-- What to do --
Could you retype the whole listing word for word and drop the images?

Extracted data section start

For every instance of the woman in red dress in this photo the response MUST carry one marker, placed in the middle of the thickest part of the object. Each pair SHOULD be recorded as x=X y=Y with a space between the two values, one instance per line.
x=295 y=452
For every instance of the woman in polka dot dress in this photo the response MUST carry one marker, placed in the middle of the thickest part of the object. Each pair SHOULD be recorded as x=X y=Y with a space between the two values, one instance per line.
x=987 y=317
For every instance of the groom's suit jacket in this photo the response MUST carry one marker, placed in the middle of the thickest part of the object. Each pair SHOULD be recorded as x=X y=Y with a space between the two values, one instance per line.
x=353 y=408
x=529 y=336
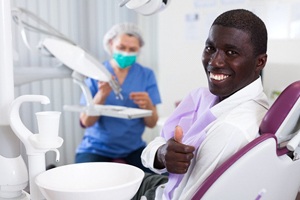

Extracted data section end

-- Answer space --
For every instance of the woman in red dress in this photo the response MUST carry one marker, placed in the middle of the thickest part of the object. Each pair SHOULD be recorded as x=X y=Y with a space between the two values, one instance per line.
x=295 y=452
For every instance of the woman in polka dot dress in this photo the response MUST carry one marker, placed in the middle of the thickest part of the object. Each pair SHOULD be recorded as x=X y=Y with a space between the two values, one instance per line.
x=987 y=317
For every instance of the groom's suit jacket in this photo the response MUST carry one marker, placed in the middle of the thickest part of the object. Each pair SHOULD be recorded as x=X y=Y with a space between the two values, one instance per line.
x=353 y=408
x=529 y=336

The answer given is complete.